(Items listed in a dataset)
#####

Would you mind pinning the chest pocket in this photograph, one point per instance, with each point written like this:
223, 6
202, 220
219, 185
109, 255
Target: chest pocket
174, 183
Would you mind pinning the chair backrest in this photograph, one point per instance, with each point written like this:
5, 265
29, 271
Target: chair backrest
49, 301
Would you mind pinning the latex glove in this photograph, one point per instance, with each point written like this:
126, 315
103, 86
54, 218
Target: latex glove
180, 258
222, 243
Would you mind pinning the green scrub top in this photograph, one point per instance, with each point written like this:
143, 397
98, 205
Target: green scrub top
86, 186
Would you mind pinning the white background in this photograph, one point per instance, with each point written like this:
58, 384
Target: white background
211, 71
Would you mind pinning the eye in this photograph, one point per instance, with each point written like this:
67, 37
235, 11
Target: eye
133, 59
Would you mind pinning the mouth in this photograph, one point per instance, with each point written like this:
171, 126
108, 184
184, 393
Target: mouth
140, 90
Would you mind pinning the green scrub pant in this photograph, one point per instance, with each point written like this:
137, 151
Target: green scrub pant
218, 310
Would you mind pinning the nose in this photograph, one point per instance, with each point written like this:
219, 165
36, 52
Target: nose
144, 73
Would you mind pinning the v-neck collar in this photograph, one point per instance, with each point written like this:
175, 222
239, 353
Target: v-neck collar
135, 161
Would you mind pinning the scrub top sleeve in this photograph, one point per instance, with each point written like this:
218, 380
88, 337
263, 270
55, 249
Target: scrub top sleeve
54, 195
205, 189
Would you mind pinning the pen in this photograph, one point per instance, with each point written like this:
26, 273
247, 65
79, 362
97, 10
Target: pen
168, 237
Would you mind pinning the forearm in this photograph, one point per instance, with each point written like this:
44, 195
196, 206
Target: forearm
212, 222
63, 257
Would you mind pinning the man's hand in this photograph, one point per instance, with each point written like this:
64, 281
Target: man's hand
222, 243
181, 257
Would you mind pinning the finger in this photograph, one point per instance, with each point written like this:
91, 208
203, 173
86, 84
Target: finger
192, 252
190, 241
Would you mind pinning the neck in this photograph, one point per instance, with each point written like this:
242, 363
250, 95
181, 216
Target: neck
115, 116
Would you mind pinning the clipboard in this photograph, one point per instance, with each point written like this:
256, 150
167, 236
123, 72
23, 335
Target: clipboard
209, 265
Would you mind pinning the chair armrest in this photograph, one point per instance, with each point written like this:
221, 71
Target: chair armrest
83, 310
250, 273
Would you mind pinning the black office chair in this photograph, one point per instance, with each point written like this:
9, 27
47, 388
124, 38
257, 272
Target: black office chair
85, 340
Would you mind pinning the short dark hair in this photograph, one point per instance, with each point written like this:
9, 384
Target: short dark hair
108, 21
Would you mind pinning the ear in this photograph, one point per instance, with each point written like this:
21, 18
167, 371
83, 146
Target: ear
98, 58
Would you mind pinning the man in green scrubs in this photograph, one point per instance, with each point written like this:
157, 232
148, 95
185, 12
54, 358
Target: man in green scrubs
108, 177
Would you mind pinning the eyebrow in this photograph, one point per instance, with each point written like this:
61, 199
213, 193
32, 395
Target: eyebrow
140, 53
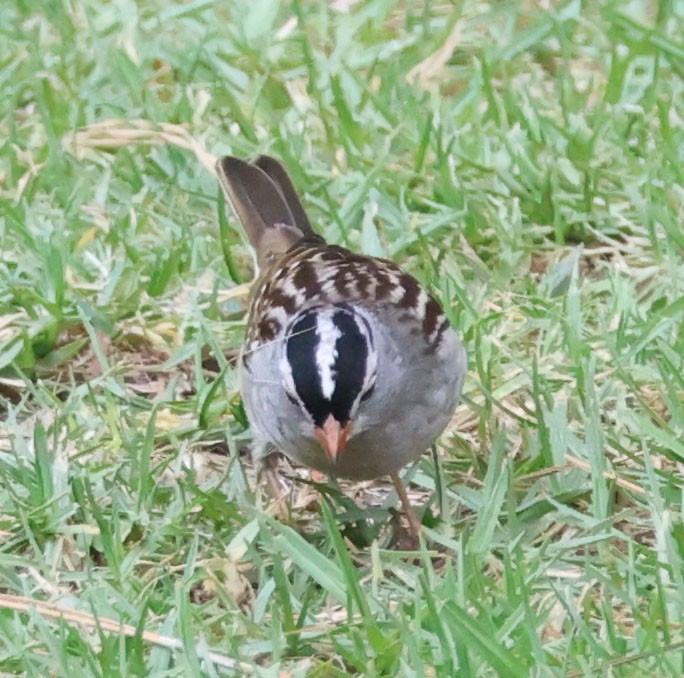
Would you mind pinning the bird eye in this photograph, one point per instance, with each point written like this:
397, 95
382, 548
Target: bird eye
368, 393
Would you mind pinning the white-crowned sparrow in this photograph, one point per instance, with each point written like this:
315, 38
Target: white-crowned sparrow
349, 366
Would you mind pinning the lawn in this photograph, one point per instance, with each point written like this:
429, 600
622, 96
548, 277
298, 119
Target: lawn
525, 160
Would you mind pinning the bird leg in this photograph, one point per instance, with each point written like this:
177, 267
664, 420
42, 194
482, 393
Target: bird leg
414, 523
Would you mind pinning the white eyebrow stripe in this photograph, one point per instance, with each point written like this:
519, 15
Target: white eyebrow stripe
326, 351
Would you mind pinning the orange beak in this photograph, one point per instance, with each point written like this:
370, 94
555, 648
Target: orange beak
332, 437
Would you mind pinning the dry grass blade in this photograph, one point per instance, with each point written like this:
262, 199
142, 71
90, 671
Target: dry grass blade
115, 133
78, 618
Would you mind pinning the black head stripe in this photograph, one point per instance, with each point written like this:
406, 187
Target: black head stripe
301, 354
348, 368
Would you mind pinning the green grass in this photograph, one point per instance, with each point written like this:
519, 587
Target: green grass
526, 163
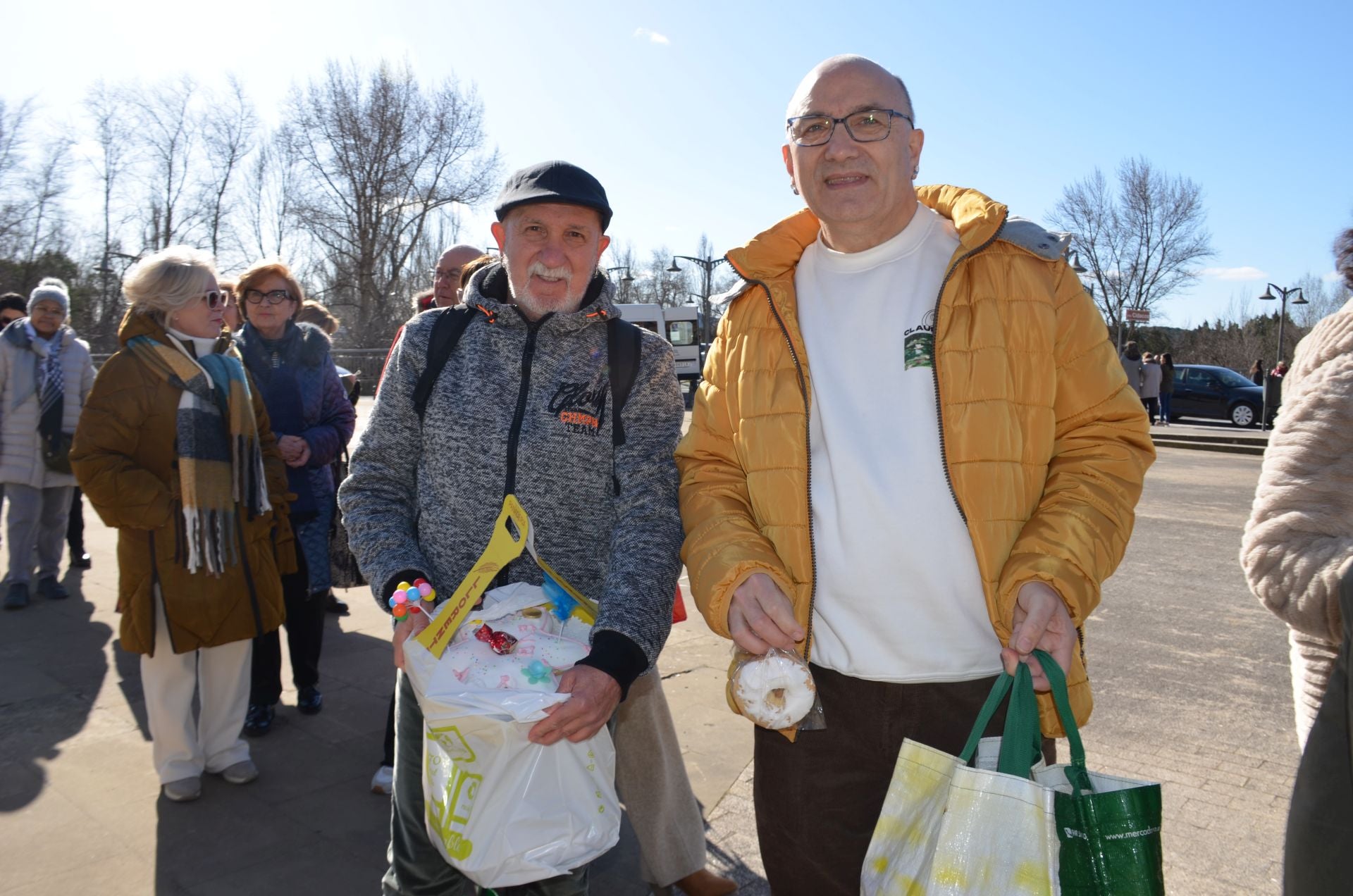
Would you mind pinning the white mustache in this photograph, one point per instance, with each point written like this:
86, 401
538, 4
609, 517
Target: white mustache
554, 274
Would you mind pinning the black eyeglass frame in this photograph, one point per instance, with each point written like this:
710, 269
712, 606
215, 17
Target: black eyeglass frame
831, 132
273, 297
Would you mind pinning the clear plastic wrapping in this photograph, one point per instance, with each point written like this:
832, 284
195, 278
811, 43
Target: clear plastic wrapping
776, 690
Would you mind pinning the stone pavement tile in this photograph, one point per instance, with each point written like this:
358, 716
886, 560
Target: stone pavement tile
316, 868
122, 875
347, 816
228, 830
20, 681
104, 772
732, 840
348, 714
48, 833
710, 773
295, 759
370, 671
19, 784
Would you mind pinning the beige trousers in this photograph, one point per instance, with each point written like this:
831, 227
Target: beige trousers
651, 780
182, 746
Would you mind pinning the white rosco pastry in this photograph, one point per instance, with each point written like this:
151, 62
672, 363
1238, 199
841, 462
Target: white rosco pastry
774, 690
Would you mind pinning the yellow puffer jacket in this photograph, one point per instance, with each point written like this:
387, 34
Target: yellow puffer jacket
1045, 443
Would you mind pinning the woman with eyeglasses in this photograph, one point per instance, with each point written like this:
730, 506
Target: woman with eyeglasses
45, 377
313, 420
175, 449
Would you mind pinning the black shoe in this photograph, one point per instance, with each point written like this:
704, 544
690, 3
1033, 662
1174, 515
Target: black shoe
310, 702
17, 597
259, 719
51, 590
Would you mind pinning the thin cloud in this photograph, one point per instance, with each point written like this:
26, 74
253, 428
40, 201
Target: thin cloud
653, 35
1235, 274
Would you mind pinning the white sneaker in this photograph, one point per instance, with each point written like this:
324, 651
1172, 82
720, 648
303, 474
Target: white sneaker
242, 772
183, 790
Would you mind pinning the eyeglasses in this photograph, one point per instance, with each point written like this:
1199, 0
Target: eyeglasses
275, 297
867, 126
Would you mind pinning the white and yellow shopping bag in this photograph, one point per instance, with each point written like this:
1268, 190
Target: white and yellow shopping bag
500, 809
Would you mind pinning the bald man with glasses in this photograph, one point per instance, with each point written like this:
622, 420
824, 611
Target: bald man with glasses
913, 459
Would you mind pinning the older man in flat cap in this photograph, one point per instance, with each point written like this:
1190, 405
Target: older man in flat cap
521, 404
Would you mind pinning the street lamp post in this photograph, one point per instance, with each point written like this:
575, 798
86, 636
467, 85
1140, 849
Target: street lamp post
707, 267
1268, 297
624, 282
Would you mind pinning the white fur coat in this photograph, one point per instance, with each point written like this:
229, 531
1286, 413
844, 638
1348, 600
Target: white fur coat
1299, 539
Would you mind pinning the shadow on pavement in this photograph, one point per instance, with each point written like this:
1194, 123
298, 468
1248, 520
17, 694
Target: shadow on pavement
51, 666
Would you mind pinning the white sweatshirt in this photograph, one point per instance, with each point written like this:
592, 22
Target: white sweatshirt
898, 592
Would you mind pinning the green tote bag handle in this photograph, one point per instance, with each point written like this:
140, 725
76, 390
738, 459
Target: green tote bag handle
1022, 740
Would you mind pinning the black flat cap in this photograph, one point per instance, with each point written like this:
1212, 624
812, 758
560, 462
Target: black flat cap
554, 182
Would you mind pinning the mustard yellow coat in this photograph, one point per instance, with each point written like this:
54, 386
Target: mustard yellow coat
1045, 443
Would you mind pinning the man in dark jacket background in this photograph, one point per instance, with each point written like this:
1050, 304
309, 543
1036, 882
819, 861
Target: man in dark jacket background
524, 408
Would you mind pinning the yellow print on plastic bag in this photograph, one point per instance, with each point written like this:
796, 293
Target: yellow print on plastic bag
445, 754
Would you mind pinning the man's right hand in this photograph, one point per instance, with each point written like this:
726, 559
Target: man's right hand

#####

* DIRECTIVE: Every line from the one containing "Would you mind pinning the white fur" through the end of the entries above must be echoed exactly, with both ends kept.

* SOLUTION:
Would you mind pinning the white fur coat in this photograph, one point per instance, with each point written like this:
229, 531
1286, 413
844, 638
1348, 600
Target: white fur coat
1299, 539
Would you mind pinning the shadow on pavement in this photograph, one point per instance, with each point written like this:
1194, 123
298, 468
1248, 520
17, 694
Target: shadow on pavement
51, 666
Would you mind pinning the white sweatshirt in this photograph, one point per instance, with each point written like this:
592, 22
Target: white sweatshirt
898, 592
Would you mind pinning the green tote bag handle in this photograph, one point per instance, with each point written like this:
140, 725
76, 390
738, 459
Target: green tote bag handle
1022, 740
Would you mind pinning the black flat cap in this photograph, one point per instance, with each point written like this:
1212, 624
812, 758
560, 462
Target: black flat cap
554, 182
Would you mind pinning the mustard yellow coat in this photograph, one point per instance, with each point written like this:
54, 386
Target: mustard yellow coat
1045, 443
Would you mind pinning the man in dark jacket background in this photograph, one point per instance, with each point written like this:
1050, 304
309, 543
1036, 882
819, 861
Target: man in dark jacket background
524, 408
Would you mind pinning the yellow print on plastic bag in this photograph, one point per instance, with each point written like this:
796, 293
Target: yellow print on plastic bag
445, 754
Would you mind pinning the man's right hand in this photograph, one point per instance, with each point written like this:
726, 559
Target: man's right hand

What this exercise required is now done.